• **Soal Latihan**:
1 - Siapa saja orang yang disebut namanya dalam kutipan teks tentang kopi Lampung? Sebutkan semuanya.
2 - Menurut kutipan teks tentang kopi Lampung, berapa banyak pohon yang ditanam di Lampung pada 1860-an berdasarkan laporan residen Lampung?
3 - Ringkaslah kutipan teks tentang kopi Lampung dalam dua kalimat.

-------- Kutipan Teks

Di sudut rumah panggungnya, Hermawan (41) memperlihatkan kotak kayu tua berukuran satu meter persegi. Kotak itu sudah kehilangan gagang besinya. Hanya tersisa sedikit ornamen ukiran dengan cat yang mulai luntur.
Namun, bagi Hermawan, kotak berisi jubah putih dan perlengkapan untuk haji itu adalah sumber semangat guna mengolah kopi warisan keluarga. Sebab, dari hasil kopilah sang kakek bisa bertolak ke Tanah Suci untuk menunaikan ibadah haji.
“Kotak ini milik kakek saya, Haji Syafi’i, untuk pergi ke Tanah Suci. Waktunya tidak pasti, sekitar akhir 1900-an. Dia naik kapal selama tiga bulan dibiayai kopi. Namun, diduga, kopi arabika, bukan robusta yang banyak ditanam di Liwa,” katanya saat ditemui di rumahnya di Liwa, Lampung, Februari 2018.
Haji Sayfi’i sudah lama tiada. Namun, kebunnya masih diolah hingga sekarang. Hermawan kini yang mengurusinya. Kebun itu tidak lagi ditanami arabika, tetapi robusta dengan banyak klon. Meski kondisinya tak sama lagi, baginya, itu bukan masalah. Jika kakeknya bisa naik haji dari hasil arabika, ia pun punya mimpi serupa, dengan robusta.
Kisah petani yang berhasil dan akhirnya bisa beribadah haji menggambarkan masa lalu yang indah akan kopi Lampung. Awalnya, penanaman kopi di daerah itu didominasi pohon kopi arabika, sedangkan robusta datang belakangan.
Probonegoro dalam buku Lampoeng Tanah Lan Tijangipoen (1940) menuliskan, kopi arabika mulai ditanam pada 1850-an. Penanamannya hampir bersamaan dengan berkembangnya budidaya lada.
Pada masa itulah kopi arabika yang dipasok Hindia Belanda menjadi primadona dunia. Probonegoro menyebutkan soal adanya laporan dari residen Lampung perihal 4 juta pohon yang ditanam di Lampung pada 1860-an.
Penanaman itu tak lama sebelum Syafi’i berangkat ke Tanah Suci. Panen masih menggunakan metode mengumpulkan buah-buah kopi yang telah matang di dahan atau jatuh ke tanah.
Pada masa kini, metode mengumpulkan kopi di tanah berkembang dan menghasilkan produksi kopi luwak. “Bila dulu kopi dibalut kotoran luwak yang diambil di hutan, kini bisa diambil di kandang yang dijamin kebersihan dan kesehatannya,” ujar Gunawan Supriadi (49), petani kopi luwak di Liwa, Lampung.
Menghadapi ujian
Akan tetapi, kejayaan kopi tak berlangsung lama. Kopi Lampung menghadapi ujian.
Peristiwa serangan penyakit karat daun (Hemileia vastatrix) menghabisi hampir seluruh tanaman kebun kopi di Jawa. Bencana tersebut membuat pasar kopi terganggu.

----------------
-------- Data yang Diberikan

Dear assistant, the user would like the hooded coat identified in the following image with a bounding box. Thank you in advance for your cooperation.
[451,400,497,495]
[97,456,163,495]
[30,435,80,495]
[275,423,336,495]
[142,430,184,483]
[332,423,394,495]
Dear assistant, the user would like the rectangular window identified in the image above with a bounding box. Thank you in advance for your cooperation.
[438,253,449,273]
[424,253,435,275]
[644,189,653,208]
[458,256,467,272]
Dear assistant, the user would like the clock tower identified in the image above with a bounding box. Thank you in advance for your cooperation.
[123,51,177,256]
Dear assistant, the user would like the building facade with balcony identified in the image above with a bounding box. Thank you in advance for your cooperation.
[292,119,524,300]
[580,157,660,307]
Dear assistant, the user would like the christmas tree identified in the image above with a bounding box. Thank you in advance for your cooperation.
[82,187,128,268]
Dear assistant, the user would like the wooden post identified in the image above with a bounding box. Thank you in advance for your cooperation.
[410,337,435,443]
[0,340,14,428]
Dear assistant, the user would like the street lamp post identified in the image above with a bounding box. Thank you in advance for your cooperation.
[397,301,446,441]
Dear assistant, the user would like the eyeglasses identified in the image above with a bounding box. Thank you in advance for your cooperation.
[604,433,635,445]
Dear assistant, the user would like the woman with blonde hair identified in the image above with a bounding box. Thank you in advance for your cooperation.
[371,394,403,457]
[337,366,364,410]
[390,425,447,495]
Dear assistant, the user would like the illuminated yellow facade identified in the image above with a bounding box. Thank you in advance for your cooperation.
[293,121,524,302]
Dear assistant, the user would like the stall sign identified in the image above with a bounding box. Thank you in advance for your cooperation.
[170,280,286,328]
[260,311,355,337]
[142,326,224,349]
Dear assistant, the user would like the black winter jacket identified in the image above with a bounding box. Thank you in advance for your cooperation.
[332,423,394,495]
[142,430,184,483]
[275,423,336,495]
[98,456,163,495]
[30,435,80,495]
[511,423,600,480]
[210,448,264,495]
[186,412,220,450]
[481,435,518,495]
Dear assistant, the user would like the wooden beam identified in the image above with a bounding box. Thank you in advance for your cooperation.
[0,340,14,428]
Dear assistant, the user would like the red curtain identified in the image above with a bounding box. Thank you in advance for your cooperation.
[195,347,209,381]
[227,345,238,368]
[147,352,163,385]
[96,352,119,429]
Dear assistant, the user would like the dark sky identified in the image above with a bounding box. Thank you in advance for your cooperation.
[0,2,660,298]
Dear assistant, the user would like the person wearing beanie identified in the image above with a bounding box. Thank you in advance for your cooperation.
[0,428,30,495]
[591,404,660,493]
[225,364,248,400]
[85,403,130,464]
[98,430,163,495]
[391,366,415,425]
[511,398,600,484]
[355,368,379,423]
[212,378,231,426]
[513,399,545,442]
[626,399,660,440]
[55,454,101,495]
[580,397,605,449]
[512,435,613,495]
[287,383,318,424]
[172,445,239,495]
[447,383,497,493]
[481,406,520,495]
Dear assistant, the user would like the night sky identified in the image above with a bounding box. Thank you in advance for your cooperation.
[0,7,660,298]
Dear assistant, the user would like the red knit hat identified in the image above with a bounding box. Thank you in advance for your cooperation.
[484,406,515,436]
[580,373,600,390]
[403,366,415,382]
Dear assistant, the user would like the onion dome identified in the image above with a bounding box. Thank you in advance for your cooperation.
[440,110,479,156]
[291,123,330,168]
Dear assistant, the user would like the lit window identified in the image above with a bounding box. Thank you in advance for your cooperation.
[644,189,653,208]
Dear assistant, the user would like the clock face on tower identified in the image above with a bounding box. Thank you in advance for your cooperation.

----------------

• **Kunci Jawaban**:
1 - Hermawan, Haji Syafi’i, Probonegoro, Gunawan Supriadi

2 - 4 juta pohon.

3 - Hermawan di Liwa, Lampung, kini mengurus kebun kopi peninggalan kakeknya, Haji Syafi’i, yang dapat menunaikan ibadah haji dari hasil kopi, dan ia bermimpi melakukan hal serupa dengan kopi robusta. Kopi arabika mulai ditanam di Lampung pada 1850-an dan sempat berjaya, tetapi kejayaan itu tak berlangsung lama ketika serangan karat daun menghabisi hampir seluruh kebun kopi di Jawa dan mengganggu pasar kopi.